### Your task
Type out the listing below exactly. Pictures stay out of it.

----------------------------------------

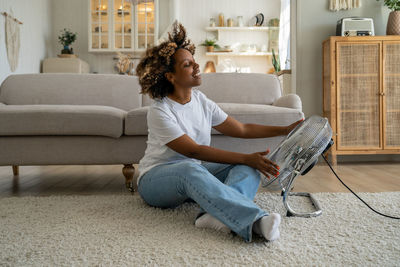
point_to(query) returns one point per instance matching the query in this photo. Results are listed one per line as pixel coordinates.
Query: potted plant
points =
(393, 25)
(66, 39)
(210, 44)
(275, 62)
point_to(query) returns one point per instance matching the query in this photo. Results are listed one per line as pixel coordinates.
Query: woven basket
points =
(393, 26)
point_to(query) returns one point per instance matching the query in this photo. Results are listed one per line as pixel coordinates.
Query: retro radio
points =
(355, 27)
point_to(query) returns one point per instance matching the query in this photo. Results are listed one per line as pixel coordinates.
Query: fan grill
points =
(307, 141)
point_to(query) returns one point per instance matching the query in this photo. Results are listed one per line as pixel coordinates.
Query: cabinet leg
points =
(15, 170)
(128, 170)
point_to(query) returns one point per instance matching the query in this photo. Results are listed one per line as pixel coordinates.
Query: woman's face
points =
(187, 72)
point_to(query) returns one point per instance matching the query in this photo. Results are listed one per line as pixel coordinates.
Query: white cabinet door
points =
(118, 25)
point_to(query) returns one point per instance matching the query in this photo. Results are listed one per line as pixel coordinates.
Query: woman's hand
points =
(260, 162)
(292, 126)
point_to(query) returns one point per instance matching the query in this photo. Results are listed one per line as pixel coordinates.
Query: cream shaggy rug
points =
(115, 230)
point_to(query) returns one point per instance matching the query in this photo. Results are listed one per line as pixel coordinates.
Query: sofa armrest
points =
(289, 101)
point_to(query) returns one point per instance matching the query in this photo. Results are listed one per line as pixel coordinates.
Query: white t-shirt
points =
(168, 120)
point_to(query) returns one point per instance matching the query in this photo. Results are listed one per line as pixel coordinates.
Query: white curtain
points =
(284, 35)
(12, 41)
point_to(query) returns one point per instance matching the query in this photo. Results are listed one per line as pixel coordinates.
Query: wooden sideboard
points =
(361, 94)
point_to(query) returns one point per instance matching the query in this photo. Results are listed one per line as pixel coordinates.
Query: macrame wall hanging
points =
(336, 5)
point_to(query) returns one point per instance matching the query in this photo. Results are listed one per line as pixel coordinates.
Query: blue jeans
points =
(224, 191)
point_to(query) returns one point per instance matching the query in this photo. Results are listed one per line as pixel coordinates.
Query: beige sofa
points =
(96, 119)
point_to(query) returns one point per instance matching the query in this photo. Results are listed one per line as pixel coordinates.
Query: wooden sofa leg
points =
(128, 170)
(15, 170)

----------------------------------------

### Result of this exercise
point_to(query) returns one point per instance matching the query in this photo. Results are listed one per line as pixel coordinates.
Query: potted plant
points =
(393, 25)
(66, 39)
(210, 44)
(275, 62)
point_to(query) returns one point per instance matching the query in this photo. Results are listed one per line as pixel coordinates.
Query: woven basket
points =
(393, 26)
point_to(query) returns one point per instance matching the query in this photo. Results are listed one per line as pixel coordinates.
Query: retro radio
points =
(355, 27)
point_to(query) returns one point per instance matching the query in this photo. Results are listed one per line as pixel coordinates.
Query: fan grill
points =
(307, 141)
point_to(query) returns one point per instance matching the query in this photo. Results are listed one per line as pixel coordinates.
Query: cabinet leg
points =
(15, 170)
(128, 170)
point_to(query) returns one point per instance matching the query in this photo. Results are listed one per line as pixel coordinates.
Query: woman's face
points =
(187, 72)
point_to(query) returns one point per instance matching the query in this photo. Results are listed one per line as pixel coordinates.
Query: white cabinet door
points =
(118, 25)
point_to(query) returns one point per instance matching the query in this photo. Results are listed one per line as pixel coordinates.
Query: woman's hand
points =
(260, 162)
(292, 126)
point_to(query) returns one point per instance matching the query in this photo. Results are listed one per line as pixel coordinates.
Query: cream shaggy rug
points =
(115, 230)
point_to(query) returns one point per instance matching the query in this photo. Results are listed one per line as pixel coordinates.
Query: sofa armrest
points =
(289, 101)
point_to(query) returns one point per instance matching the query in this photo. Results are listed one per line as pixel coordinates.
Query: white t-shirt
points =
(168, 120)
point_to(query) returns one point per instance matching the query in this photo. Results are listed one per line as pixel coordinates.
Query: white curtain
points =
(284, 35)
(12, 41)
point_to(query) returns one point per instance matching the query in this photo. Results are listed one per line as pixel coordinates.
Query: wooden sideboard
points =
(361, 94)
point_to(query) returns one point per instance matching the query in this photo. Results are listed one per line as pixel coordinates.
Query: macrame wall hanging
points =
(336, 5)
point_to(query) returns one point per instance matching the query in this photo. Results are listed one per line as pixel coordinates.
Query: blue jeans
points =
(224, 191)
point_to(query) returns one point per instance matching the query in this photo. Results are listed one per line as pixel coordinates.
Query: beige sofa
points =
(96, 119)
point_to(query) returns one point per instance matching the query in this photo. Results are listed one per line as pixel coordinates.
Query: wooden sofa leg
points =
(128, 170)
(15, 170)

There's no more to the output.